**DATASET CONTENT:**
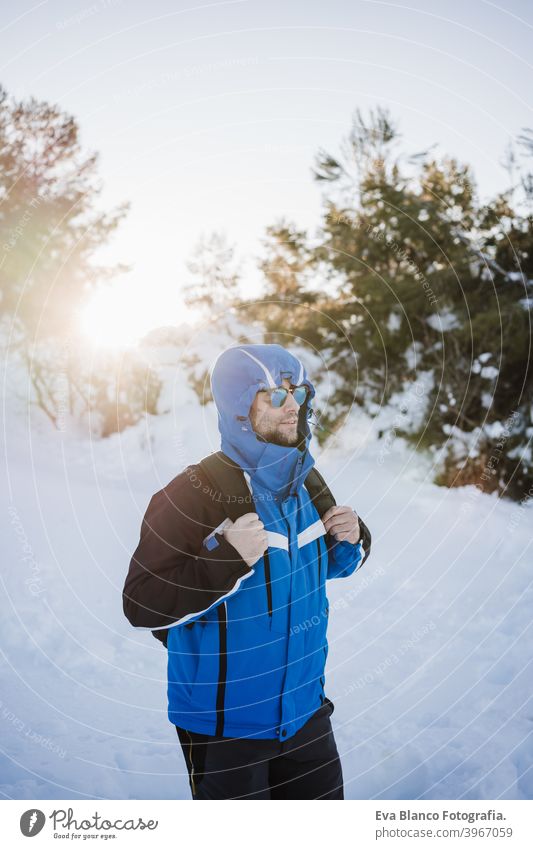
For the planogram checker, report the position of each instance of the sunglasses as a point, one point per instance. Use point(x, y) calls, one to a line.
point(278, 395)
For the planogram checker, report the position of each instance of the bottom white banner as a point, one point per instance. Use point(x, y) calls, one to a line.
point(352, 823)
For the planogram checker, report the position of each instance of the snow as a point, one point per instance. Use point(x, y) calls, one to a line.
point(429, 665)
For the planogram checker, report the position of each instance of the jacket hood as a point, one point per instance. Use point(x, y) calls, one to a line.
point(237, 375)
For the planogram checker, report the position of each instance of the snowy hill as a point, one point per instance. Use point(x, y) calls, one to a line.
point(431, 643)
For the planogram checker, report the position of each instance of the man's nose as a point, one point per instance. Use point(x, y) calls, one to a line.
point(290, 404)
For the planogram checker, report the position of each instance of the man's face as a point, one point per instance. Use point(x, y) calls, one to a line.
point(276, 424)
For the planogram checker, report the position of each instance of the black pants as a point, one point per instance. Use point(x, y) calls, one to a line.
point(307, 766)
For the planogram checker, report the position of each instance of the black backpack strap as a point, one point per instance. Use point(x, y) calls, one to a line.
point(229, 484)
point(323, 499)
point(319, 491)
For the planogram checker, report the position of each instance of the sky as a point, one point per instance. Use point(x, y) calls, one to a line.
point(208, 116)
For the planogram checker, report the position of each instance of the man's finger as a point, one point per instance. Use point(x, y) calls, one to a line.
point(332, 511)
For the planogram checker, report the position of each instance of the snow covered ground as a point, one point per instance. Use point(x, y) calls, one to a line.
point(431, 644)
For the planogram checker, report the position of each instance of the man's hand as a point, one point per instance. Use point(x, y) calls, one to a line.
point(343, 523)
point(247, 534)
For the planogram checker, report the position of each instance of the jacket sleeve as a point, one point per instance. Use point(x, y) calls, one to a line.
point(175, 574)
point(344, 558)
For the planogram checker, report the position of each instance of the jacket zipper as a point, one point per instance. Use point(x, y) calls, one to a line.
point(222, 667)
point(268, 584)
point(193, 786)
point(319, 555)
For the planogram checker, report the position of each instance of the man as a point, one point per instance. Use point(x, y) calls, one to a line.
point(243, 604)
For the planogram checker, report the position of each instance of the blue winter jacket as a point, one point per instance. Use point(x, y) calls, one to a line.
point(251, 662)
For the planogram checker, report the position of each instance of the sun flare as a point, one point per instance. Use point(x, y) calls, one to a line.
point(117, 317)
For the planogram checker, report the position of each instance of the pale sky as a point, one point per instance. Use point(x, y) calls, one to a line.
point(208, 115)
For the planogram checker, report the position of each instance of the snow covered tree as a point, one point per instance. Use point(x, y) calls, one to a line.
point(429, 287)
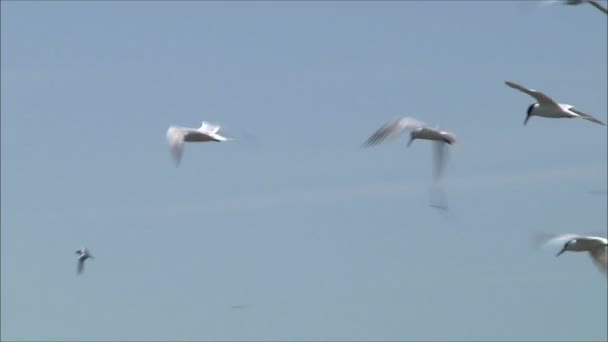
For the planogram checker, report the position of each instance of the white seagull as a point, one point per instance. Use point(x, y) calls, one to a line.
point(590, 2)
point(547, 108)
point(177, 136)
point(419, 131)
point(593, 3)
point(83, 254)
point(596, 246)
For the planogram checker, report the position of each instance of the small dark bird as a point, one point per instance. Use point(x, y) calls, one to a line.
point(83, 254)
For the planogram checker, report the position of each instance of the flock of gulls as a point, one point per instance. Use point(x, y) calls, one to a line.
point(544, 106)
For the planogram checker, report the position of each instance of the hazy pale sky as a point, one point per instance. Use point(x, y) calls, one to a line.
point(320, 239)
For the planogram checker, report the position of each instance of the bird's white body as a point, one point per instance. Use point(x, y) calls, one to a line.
point(83, 254)
point(177, 136)
point(546, 107)
point(419, 130)
point(593, 3)
point(594, 245)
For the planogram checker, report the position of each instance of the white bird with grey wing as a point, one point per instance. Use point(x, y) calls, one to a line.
point(419, 130)
point(83, 254)
point(177, 136)
point(590, 2)
point(596, 246)
point(546, 107)
point(593, 3)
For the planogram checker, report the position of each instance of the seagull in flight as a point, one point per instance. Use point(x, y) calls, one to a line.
point(593, 3)
point(177, 136)
point(590, 2)
point(419, 130)
point(83, 254)
point(546, 107)
point(595, 246)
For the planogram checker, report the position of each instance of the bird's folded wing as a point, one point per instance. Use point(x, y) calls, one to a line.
point(439, 158)
point(392, 130)
point(175, 138)
point(586, 116)
point(598, 6)
point(539, 96)
point(599, 258)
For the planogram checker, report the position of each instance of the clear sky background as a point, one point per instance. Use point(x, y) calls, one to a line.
point(322, 240)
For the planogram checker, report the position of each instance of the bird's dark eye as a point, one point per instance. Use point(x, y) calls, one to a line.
point(530, 108)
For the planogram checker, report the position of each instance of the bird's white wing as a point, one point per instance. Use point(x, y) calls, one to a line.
point(539, 96)
point(586, 116)
point(599, 258)
point(439, 158)
point(175, 138)
point(545, 239)
point(391, 130)
point(598, 6)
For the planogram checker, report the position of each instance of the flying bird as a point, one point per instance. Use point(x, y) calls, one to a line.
point(595, 246)
point(419, 130)
point(177, 136)
point(83, 254)
point(547, 108)
point(590, 2)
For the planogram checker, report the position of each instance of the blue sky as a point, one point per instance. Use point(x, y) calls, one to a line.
point(321, 239)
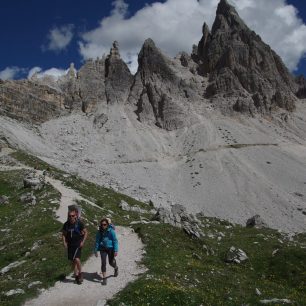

**DIRECTIVE:**
Rewrite every line of the material above as a Markdown table with the columns "Row" and "Material line", numbering the rows and skipping blank lines. Leave the pictures out of the table.

**REPLY:**
| Row | Material line |
|---|---|
| 1 | For the planogram checker, report the position of each instance of the sunglasses as a point, one point per instance. Use point(x, y) calls, one to a line. |
| 2 | point(278, 395) |
| 3 | For the planogram checker, report the position of each instance of the bottom white banner as a point, one point per instance. Use point(x, y) calls, one to a line. |
| 4 | point(352, 823) |
| 5 | For the planogram checker, report the position of each instance of the snow as a point, one point per instance. Use point(x, y) calls, one to a line. |
| 6 | point(429, 665) |
| 7 | For the planogram checker, report the position of each instance of the jacket hood as a point, one point per instance. Use point(x, y) calls, one to a line. |
| 8 | point(237, 375) |
| 9 | For the planogram checker, report the position of each instance of the snowy hill as a point, one point per instance. Use point(x, y) calls, one to a line. |
| 10 | point(431, 643) |
| 11 | For the planogram checker, report the position of each instance of the man's nose as a point, one point per instance. Use point(x, y) calls, one to a line. |
| 12 | point(290, 404) |
| 13 | For the planogram checker, report the position of each instance of the man's face as a point, one point per instance. Use point(x, y) calls, one to a line. |
| 14 | point(276, 424) |
| 15 | For the planogram checker, report the position of each instance of the black pants as a point, one point per instance. Use point(x, y) calls, one to a line. |
| 16 | point(307, 766) |
| 17 | For the planogram checker, report the position of each instance of the black backpack strap as a point, one point per instance. Use point(x, y) calls, one to a line. |
| 18 | point(229, 484) |
| 19 | point(323, 499) |
| 20 | point(319, 491) |
| 21 | For the planogram checker, report the position of each instance of the sky as a point, one point per instance. Use point(x, y) calls, one to a line. |
| 22 | point(208, 116) |
| 23 | For the planogram checker, report the position of each instance of the man's finger as a point, one point per instance. Use point(x, y) calls, one to a line. |
| 24 | point(332, 511) |
| 25 | For the planogram checker, report the position of each instance of the snow covered ground as a point, one point per instance. Use point(x, y) calls, one to a line. |
| 26 | point(431, 644) |
| 27 | For the planogram checker, report the position of each instance of the man's hand as a point, one point per instance. Use point(x, y) calls, one to a line. |
| 28 | point(343, 523) |
| 29 | point(247, 534) |
| 30 | For the planogram checker, report the position of each instance of the jacket sleeve as a point, one point per instance. Use point(x, y) calls, one to a line. |
| 31 | point(175, 574) |
| 32 | point(344, 558) |
| 33 | For the planogram checker, report the position of each instance of the jacket zipper as a point, one point per instance. Use point(x, y) calls, one to a line. |
| 34 | point(222, 667) |
| 35 | point(268, 584) |
| 36 | point(193, 786) |
| 37 | point(319, 555) |
| 38 | For the planogram checker, report the position of each instance of the man as a point, one point per instance. Use point(x, y) calls, one to a line. |
| 39 | point(243, 604) |
| 40 | For the planogram checker, report the position of each instance of the blue winter jacket as a point, one point per instance. Use point(x, y) calls, one to a line. |
| 41 | point(251, 662) |
| 42 | For the planogram checker, report the position of each instance of the sun flare as a point, one point per instance. Use point(x, y) calls, one to a line. |
| 43 | point(117, 317) |
| 44 | For the planogram checker, report the position of each instance of the pale sky as a point, one point per instance. Use point(x, y) calls, one to a line. |
| 45 | point(208, 115) |
| 46 | For the planogram checker, report the position of each instance of the snow covered tree as a point, one point per instance. Use point(x, y) calls, one to a line. |
| 47 | point(429, 287) |
| 48 | For the planogram checker, report the position of each instance of the white seagull as a point, one point per instance. Use point(x, y) calls, one to a line. |
| 49 | point(590, 2) |
| 50 | point(547, 108) |
| 51 | point(177, 136) |
| 52 | point(419, 131) |
| 53 | point(593, 3) |
| 54 | point(83, 254) |
| 55 | point(596, 246) |
| 56 | For the planogram checker, report the position of each instance of the small dark bird as a point, one point per instance. Use point(x, y) calls, one to a line. |
| 57 | point(83, 254) |
| 58 | For the planogram checker, report the position of each instance of the flock of gulls as a point, one point per instance. Use point(x, y) calls, one to a line. |
| 59 | point(544, 106) |
| 60 | For the planogram checker, report the position of each instance of the hazy pale sky as a point, one point per instance. Use point(x, y) calls, one to a line. |
| 61 | point(320, 239) |
| 62 | For the planogram checker, report the position of each instance of the bird's white body as a point, one point per instance. Use point(x, y) calls, one to a line. |
| 63 | point(83, 254) |
| 64 | point(177, 136) |
| 65 | point(546, 107) |
| 66 | point(419, 130) |
| 67 | point(593, 3) |
| 68 | point(594, 245) |
| 69 | For the planogram checker, report the position of each instance of the white bird with grey wing as a point, one point per instance. Use point(x, y) calls, one to a line. |
| 70 | point(419, 130) |
| 71 | point(83, 254) |
| 72 | point(177, 136) |
| 73 | point(590, 2) |
| 74 | point(596, 246) |
| 75 | point(546, 107) |
| 76 | point(593, 3) |
| 77 | For the planogram checker, report the position of each instance of the seagull in flight as a point, one point per instance. Use point(x, y) calls, one to a line. |
| 78 | point(593, 3) |
| 79 | point(177, 136) |
| 80 | point(590, 2) |
| 81 | point(419, 130) |
| 82 | point(83, 254) |
| 83 | point(546, 107) |
| 84 | point(595, 246) |
| 85 | For the planogram checker, report the position of each instance of the bird's folded wing as a point, one point per instance. Use point(x, y) calls, one to a line. |
| 86 | point(439, 158) |
| 87 | point(392, 130) |
| 88 | point(175, 138) |
| 89 | point(586, 116) |
| 90 | point(598, 6) |
| 91 | point(539, 96) |
| 92 | point(599, 258) |
| 93 | For the planogram checker, report the position of each instance of the clear sky background as a point, one point per instance. Use point(x, y) calls, one to a line. |
| 94 | point(322, 240) |
| 95 | For the planogram checker, report the position of each instance of the bird's dark eye as a point, one point per instance. Use point(x, y) calls, one to a line. |
| 96 | point(530, 108) |
| 97 | For the planogram checker, report the position of each instance of the bird's white wing as a point, one point per instance. Use point(x, y) calls, one to a line. |
| 98 | point(539, 96) |
| 99 | point(586, 116) |
| 100 | point(599, 258) |
| 101 | point(439, 158) |
| 102 | point(175, 138) |
| 103 | point(545, 239) |
| 104 | point(391, 130) |
| 105 | point(598, 6) |
| 106 | For the planogram checker, report the position of each instance of the flying bird as a point, one point per instance. Use point(x, y) calls, one to a line. |
| 107 | point(595, 246) |
| 108 | point(419, 130) |
| 109 | point(177, 136) |
| 110 | point(83, 254) |
| 111 | point(547, 108) |
| 112 | point(590, 2) |
| 113 | For the planogram checker, report the position of each instance of the blue sky as a point, one point per instance. Use point(x, y) calls, one to a line. |
| 114 | point(321, 239) |